TASK ITEM
Write out all the entries word for word, but skip any images.

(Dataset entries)
:::::

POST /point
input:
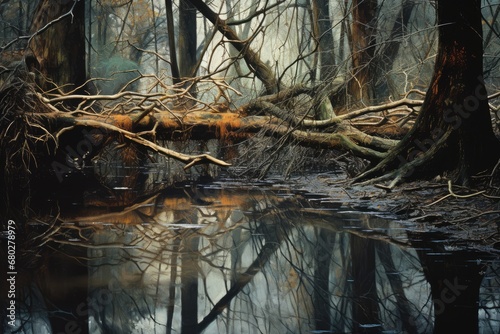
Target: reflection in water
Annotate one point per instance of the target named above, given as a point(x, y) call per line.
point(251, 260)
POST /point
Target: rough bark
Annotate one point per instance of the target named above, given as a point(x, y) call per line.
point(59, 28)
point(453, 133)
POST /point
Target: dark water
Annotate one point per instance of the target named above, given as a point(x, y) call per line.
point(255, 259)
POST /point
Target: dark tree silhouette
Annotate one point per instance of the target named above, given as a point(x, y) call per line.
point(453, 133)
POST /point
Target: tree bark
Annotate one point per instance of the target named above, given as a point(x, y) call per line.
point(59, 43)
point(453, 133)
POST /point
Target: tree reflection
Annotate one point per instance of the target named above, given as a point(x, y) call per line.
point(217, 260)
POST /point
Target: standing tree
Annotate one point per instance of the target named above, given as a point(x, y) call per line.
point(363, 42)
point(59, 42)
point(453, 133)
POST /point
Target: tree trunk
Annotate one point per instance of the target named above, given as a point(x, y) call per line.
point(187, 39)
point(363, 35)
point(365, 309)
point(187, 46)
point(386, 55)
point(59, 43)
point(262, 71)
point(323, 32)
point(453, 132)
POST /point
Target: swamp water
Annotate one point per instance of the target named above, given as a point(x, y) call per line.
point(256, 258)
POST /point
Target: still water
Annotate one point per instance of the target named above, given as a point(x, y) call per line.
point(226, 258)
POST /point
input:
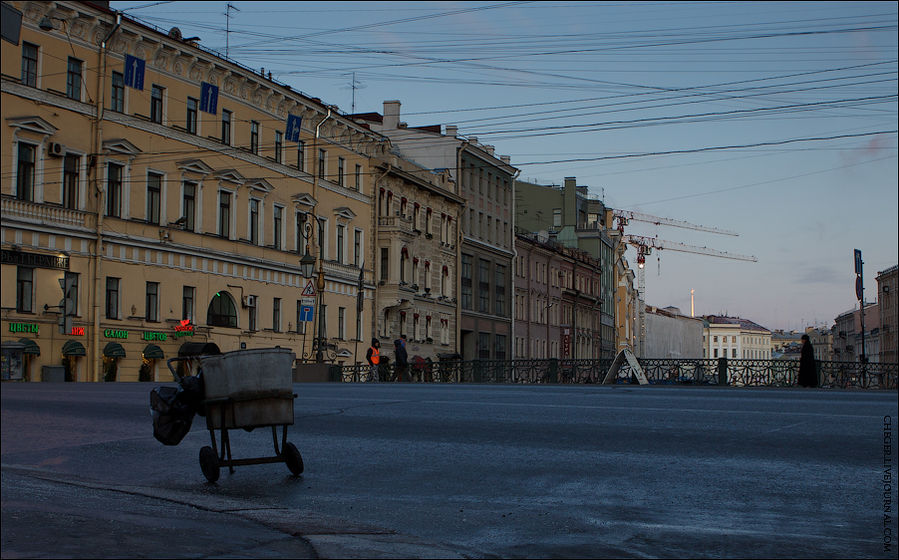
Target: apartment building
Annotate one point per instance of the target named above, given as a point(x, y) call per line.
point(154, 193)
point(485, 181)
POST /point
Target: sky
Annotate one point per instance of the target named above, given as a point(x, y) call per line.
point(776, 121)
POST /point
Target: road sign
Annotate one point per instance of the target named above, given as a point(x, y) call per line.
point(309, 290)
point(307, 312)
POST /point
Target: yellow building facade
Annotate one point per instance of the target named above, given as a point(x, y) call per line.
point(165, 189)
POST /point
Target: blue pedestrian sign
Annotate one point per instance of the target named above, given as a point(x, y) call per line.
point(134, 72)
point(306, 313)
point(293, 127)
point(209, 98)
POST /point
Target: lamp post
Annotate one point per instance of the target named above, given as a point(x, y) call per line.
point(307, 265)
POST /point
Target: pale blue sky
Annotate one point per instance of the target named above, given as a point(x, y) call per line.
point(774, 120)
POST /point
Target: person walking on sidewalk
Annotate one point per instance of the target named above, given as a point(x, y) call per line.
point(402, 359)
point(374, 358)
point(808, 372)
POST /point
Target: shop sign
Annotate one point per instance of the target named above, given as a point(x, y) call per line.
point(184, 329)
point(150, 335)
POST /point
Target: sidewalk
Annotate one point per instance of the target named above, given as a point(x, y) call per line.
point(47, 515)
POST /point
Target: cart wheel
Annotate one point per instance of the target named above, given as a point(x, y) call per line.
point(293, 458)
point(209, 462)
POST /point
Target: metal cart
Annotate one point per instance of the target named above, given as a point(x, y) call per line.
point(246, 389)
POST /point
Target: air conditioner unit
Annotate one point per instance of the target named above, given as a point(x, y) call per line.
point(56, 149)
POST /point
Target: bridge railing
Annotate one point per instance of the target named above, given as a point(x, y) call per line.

:::::

OUTPUT FOR THIS TASK
POST /point
input:
Target: reflection in water
Annotate one point per instance of the target named above, given as a point(x, y) call per line.
point(251, 260)
POST /point
Target: rough bark
Annotate one point per instance of the target named above, given as a point(x, y) call per line.
point(59, 28)
point(453, 133)
POST /point
Target: dark water
Annotate one point per instance of the target named above, given as a point(x, y) call per line.
point(255, 259)
POST /point
Target: dark tree silhouette
Annotate one point per instance of the target named above, given as a point(x, y) call per line.
point(453, 133)
POST /point
Target: tree bark
Annotate one point per instance of the target named above, given as a point(x, y) call per line.
point(59, 43)
point(453, 133)
POST /point
Target: tree reflection
Annotate one point per instance of the target named above, given as a point(x, y) call per line.
point(217, 260)
POST /point
Target: standing tree
Annotate one point per instance of the target named above, given as a point(x, y) call per line.
point(363, 42)
point(59, 42)
point(453, 133)
POST /point
Target: tree trunk
Annotate one point per instance of the target named above, given as a point(x, y) call per line.
point(187, 39)
point(363, 35)
point(365, 309)
point(187, 46)
point(386, 55)
point(59, 43)
point(262, 71)
point(323, 32)
point(453, 132)
POST /point
Target: swamp water
Annotate one point per instance of the target named above, given as a point(x, y) call per line.
point(256, 258)
POST /point
Target: still water
Annotate one point per instance of the target named above, given as a point(x, y) call per line.
point(226, 258)
POST /point
input:
Target: apartment building
Annotate one point per instance of the target named above, given as a point(x, y) call per line.
point(154, 193)
point(485, 181)
POST /point
Target: sky
Annotate one point per instance of the target named above, given as a point(x, y) call per line.
point(776, 121)
POST /point
Target: road sign
Annotate one point per instance of the target named above, given as a point(x, y) call per line.
point(309, 290)
point(307, 312)
POST /point
Target: yellow building facade
Annotate one point per instance of the target named above, given as a point(x, y) call per line.
point(165, 189)
POST /point
Target: blue pedestrian sign
Annotate one point per instance of the target named above, given as a point(x, y) call per line.
point(134, 72)
point(306, 313)
point(293, 127)
point(209, 98)
POST /point
Target: lamp post
Annotate one point per instance of the target named above, given as a point(x, y) call per line.
point(307, 265)
POST /point
Target: pale blue sky
Annotate one point per instance of the target named above, given as a point(x, y) call per line.
point(774, 120)
POST /point
Target: person walking on sidewalk
Annotate one point per instance of the target named above, given as a point(x, y) call per line.
point(402, 359)
point(374, 358)
point(808, 372)
POST /point
Target: shop sign
Annotate one point per instance of the target named above, given as a point(x, y) call per line.
point(184, 329)
point(150, 335)
POST /point
Target: sidewalk
Annotate one point per instance of the target named above, given as a point(x, y) call per line.
point(47, 515)
POST /point
Target: cart wheel
Annotate one point per instance of the target named above, given as a point(x, y) call per line.
point(293, 458)
point(209, 462)
POST /point
Target: metal cart
Annotate one point per instance of the target named above, given as a point(x, y) call per line.
point(246, 389)
POST /point
Target: air conditioner unit
Annotate one point per instance of the target named above, given as a point(x, y) call per line.
point(56, 149)
POST /point
Target: bridge railing
Annotate one point per instance of the target named above, given as a point(x, y) call per line.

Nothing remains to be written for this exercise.